● EXCERPT:
U.S. mortgage borrowers are entering 2026 with slightly better headline rates, but not enough to reset affordability. Freddie Mac’s weekly survey showed the average 30-year fixed mortgage at 6.15%, down from 6.18% a week earlier and the lowest reading of 2025. That helps at the margin, especially for buyers who have been sitting out since rates hovered near 7% earlier in the year.
Refinancing is seeing similar, slightly higher levels. Fortune, citing Zillow data, put the average 30-year fixed refi rate at 6.23%, with 15-year refis around 5.51% as of Dec. 31. Those numbers matter because the “lock-in effect” still pins many homeowners to ultra-low pandemic-era mortgages, reducing listings and keeping prices firmer than buyers would like.
Affordability is the stubborn constraint. Investopedia summarized a Zillow analysis finding rates would need to fall more than 4 percentage points nationally to make a typical home affordable for a median-income family, assuming a 20% down payment and a payment under 30% of income. In other words, moving from roughly 6.18% to near 2% would be required for a broad affordability reset, which is not a base-case forecast.

● RECORDS SHOWN:
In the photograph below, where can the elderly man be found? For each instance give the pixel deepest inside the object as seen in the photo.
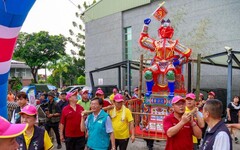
(100, 94)
(8, 134)
(99, 127)
(34, 138)
(198, 117)
(180, 127)
(217, 136)
(53, 117)
(70, 121)
(22, 101)
(84, 102)
(122, 121)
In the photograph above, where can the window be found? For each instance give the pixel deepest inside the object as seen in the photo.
(128, 43)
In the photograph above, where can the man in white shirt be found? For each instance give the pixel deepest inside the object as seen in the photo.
(217, 135)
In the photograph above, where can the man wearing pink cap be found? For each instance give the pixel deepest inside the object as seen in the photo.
(100, 94)
(70, 124)
(211, 95)
(8, 134)
(111, 97)
(84, 102)
(22, 101)
(34, 137)
(99, 127)
(198, 117)
(180, 127)
(122, 121)
(135, 93)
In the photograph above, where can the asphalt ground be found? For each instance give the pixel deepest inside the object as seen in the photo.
(140, 144)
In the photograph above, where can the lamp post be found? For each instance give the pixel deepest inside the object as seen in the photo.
(229, 81)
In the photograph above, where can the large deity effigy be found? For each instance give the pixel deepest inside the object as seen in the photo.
(164, 78)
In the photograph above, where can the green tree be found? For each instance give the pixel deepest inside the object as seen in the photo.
(15, 84)
(37, 49)
(81, 80)
(60, 66)
(77, 39)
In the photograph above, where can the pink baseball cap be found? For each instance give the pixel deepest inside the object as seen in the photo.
(71, 94)
(211, 93)
(114, 90)
(84, 91)
(136, 89)
(177, 99)
(99, 92)
(191, 96)
(118, 98)
(8, 130)
(29, 110)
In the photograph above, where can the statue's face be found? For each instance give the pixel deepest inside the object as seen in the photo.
(165, 30)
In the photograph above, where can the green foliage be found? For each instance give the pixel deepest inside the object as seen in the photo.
(37, 49)
(15, 84)
(81, 80)
(53, 80)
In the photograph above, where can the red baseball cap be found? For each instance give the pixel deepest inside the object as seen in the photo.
(136, 89)
(191, 96)
(211, 93)
(30, 110)
(8, 130)
(177, 99)
(118, 98)
(71, 94)
(99, 92)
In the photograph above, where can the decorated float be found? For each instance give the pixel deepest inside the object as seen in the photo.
(164, 78)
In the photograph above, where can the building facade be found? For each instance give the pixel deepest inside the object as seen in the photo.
(21, 70)
(113, 28)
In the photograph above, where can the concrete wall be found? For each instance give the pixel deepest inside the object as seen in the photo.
(203, 25)
(104, 47)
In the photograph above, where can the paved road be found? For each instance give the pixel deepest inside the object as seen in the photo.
(140, 144)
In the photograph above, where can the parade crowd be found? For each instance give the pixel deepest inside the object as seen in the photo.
(82, 123)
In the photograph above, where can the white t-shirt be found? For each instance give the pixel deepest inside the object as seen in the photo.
(221, 141)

● TASKS FOR THIS EXERCISE:
1. Duplicate the passage on mortgage rates exactly, beginning at the words "U.S. mortgage borrowers" and stopping after "in the year.".
2. Go on with the passage on mortgage rates from its final sentence.

● ANSWERS BY ITEM NUMBER:
1.
U.S. mortgage borrowers are entering 2026 with slightly better headline rates, but not enough to reset affordability. Freddie Mac’s weekly survey showed the average 30-year fixed mortgage at 6.15%, down from 6.18% a week earlier and the lowest reading of 2025. That helps at the margin, especially for buyers who have been sitting out since rates hovered near 7% earlier in the year.

2.
Meanwhile, the broader macro backdrop is mixed for housing. Fox Business noted the 10-year Treasury yield around 4.14%, the anchor mortgage rates tend to track, while the labor market has softened. It also cited November job growth of 64,000 and unemployment at 4.6%, a combination that could eventually push yields lower but also makes lenders and buyers more cautious.
For readers, the practical move is to treat today’s rate dip as optionality, not a turning point. Run refinance math carefully against closing costs and watch whether supply, not just rates, improves in Q1.